_Required task_
What is needed is the run of lines from the one with "of the sandy" through the close of the data, set down exactly.

_Data to use_
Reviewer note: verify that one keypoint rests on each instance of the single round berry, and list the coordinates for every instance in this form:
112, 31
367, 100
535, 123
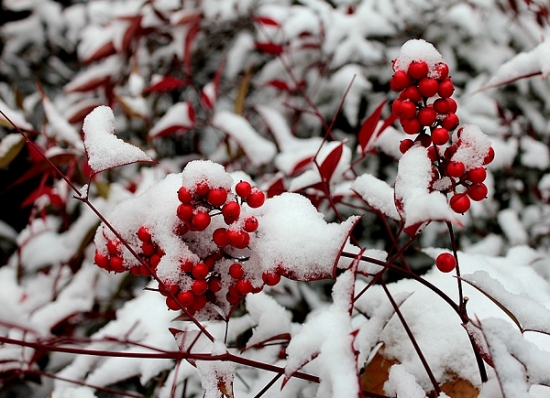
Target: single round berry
217, 197
201, 220
231, 212
477, 175
185, 211
101, 259
400, 80
407, 110
442, 70
440, 136
214, 284
243, 286
441, 105
456, 169
184, 195
427, 116
460, 203
271, 278
148, 248
202, 188
450, 122
418, 70
200, 271
428, 87
220, 237
143, 234
186, 298
445, 262
114, 247
490, 156
250, 224
411, 93
186, 265
116, 264
243, 189
477, 192
236, 271
256, 198
446, 88
411, 126
172, 304
199, 287
405, 145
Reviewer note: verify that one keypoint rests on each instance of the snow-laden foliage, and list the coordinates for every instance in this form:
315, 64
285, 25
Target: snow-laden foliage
333, 256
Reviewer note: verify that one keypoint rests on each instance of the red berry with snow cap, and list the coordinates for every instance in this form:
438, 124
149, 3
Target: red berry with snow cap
445, 262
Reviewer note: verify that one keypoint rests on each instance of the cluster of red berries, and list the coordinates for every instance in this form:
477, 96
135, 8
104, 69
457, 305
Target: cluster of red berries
425, 107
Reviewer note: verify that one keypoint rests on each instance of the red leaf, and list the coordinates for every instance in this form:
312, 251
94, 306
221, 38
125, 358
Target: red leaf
326, 169
269, 48
366, 134
267, 21
167, 83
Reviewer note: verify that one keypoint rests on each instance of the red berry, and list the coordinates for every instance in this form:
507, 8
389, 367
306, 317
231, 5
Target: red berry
186, 298
186, 265
418, 70
101, 259
199, 303
172, 304
411, 93
250, 224
445, 262
185, 211
148, 248
202, 188
442, 70
405, 145
427, 116
200, 271
217, 197
256, 198
184, 195
116, 264
143, 234
199, 287
477, 175
411, 126
428, 87
271, 278
456, 169
236, 271
450, 122
220, 237
243, 189
201, 220
243, 286
113, 247
231, 212
460, 203
446, 88
407, 110
440, 136
441, 105
490, 156
400, 80
477, 192
215, 284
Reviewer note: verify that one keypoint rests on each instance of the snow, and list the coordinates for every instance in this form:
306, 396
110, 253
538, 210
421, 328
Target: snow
103, 148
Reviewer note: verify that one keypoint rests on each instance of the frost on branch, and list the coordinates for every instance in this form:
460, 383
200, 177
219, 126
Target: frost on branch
104, 149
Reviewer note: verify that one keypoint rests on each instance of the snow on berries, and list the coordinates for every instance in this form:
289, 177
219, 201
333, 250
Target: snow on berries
211, 241
427, 112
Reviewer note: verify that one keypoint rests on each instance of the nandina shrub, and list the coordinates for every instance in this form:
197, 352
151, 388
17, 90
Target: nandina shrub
214, 287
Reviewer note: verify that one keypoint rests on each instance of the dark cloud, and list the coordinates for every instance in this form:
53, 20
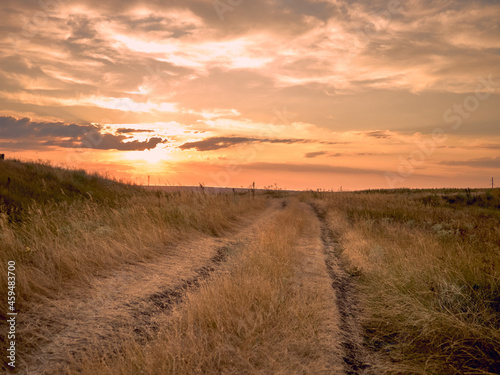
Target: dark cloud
307, 168
311, 155
378, 134
215, 143
108, 142
47, 134
12, 128
128, 131
487, 162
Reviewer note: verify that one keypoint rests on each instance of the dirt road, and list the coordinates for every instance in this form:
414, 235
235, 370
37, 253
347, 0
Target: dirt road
123, 302
127, 302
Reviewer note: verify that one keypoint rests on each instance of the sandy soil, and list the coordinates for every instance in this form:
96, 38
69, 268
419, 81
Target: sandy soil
125, 302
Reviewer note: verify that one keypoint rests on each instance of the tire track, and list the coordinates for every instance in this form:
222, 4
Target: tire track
127, 303
355, 356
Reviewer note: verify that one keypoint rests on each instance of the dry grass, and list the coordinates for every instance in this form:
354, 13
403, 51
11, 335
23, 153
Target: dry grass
430, 280
265, 314
69, 243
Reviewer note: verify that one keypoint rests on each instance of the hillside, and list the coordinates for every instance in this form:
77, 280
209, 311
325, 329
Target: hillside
25, 183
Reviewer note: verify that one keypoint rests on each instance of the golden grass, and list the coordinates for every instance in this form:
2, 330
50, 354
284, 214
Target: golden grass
69, 243
430, 280
265, 314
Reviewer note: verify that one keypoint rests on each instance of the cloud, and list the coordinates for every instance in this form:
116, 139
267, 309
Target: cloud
311, 155
307, 168
12, 128
216, 143
127, 131
109, 142
378, 134
49, 134
486, 162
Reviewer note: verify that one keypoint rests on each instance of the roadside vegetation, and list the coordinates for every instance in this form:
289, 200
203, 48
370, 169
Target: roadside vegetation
427, 265
64, 226
424, 264
269, 312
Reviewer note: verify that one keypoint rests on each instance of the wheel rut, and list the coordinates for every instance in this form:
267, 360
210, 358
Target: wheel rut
355, 356
126, 303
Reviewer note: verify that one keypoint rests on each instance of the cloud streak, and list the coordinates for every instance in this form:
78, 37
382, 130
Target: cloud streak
50, 134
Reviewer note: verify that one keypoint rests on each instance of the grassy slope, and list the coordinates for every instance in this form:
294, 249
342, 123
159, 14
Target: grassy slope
269, 313
25, 183
61, 225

_Result_
Reviewer note: verify that one keypoint rests on each instance of the sandy soil, and list the coordinates for every instance in this form:
96, 38
69, 268
419, 81
Target: sandy soil
125, 302
Reviewer note: verify that one keypoint rests on each instance of the tire track, and list the coordinates for every instance in this form:
222, 4
Target: tire track
127, 303
355, 356
Reviewer note: verify that one keypoint rests on each instance of the dry grass, and list the coordinates for every instance in this form:
354, 13
403, 51
11, 335
23, 153
Target: dry grass
430, 280
265, 314
69, 243
Reviewer note: verify that one keypoint rests on each instance of the hillside, and list the coordinates for every instance in this form:
77, 280
209, 311
325, 329
Target: hillside
25, 183
Reviewer note: verify that one keypoint rests on each instance of the golden grass, and list the coordinates for every instance in this form:
2, 330
50, 354
284, 214
Target: golden grass
69, 243
430, 280
265, 314
Reviewer note: verify that one keypoint rests on each instance of the cloud, and list the coordinates for every instance in this form:
116, 139
267, 309
Target: cloud
311, 155
307, 168
12, 128
216, 143
127, 131
109, 142
378, 134
49, 134
486, 162
Reviewer note: verify that one keypoint rests on each instance of the roadside vegetation, and list the coordinates for every instance in this form:
289, 200
203, 48
370, 169
Target: roadside vegetation
427, 265
64, 226
424, 264
269, 312
Reviewer note: verify that one keypoint rests on each instance of the wheel rut, and list the coordinates for every instance in this form:
267, 360
210, 358
Target: wheel rut
355, 356
126, 303
Reviewer note: verify that one keypoint rests on each instance of the cloud streak, and list the coordinates for every instance in this form:
78, 37
382, 130
Target: cloud streak
50, 134
Reviewer note: verify that one keypoint rests on each instance of the grassy slope, and list the coordinates for every instance in this form:
294, 249
342, 123
159, 14
Target: grassy slope
269, 313
25, 183
61, 225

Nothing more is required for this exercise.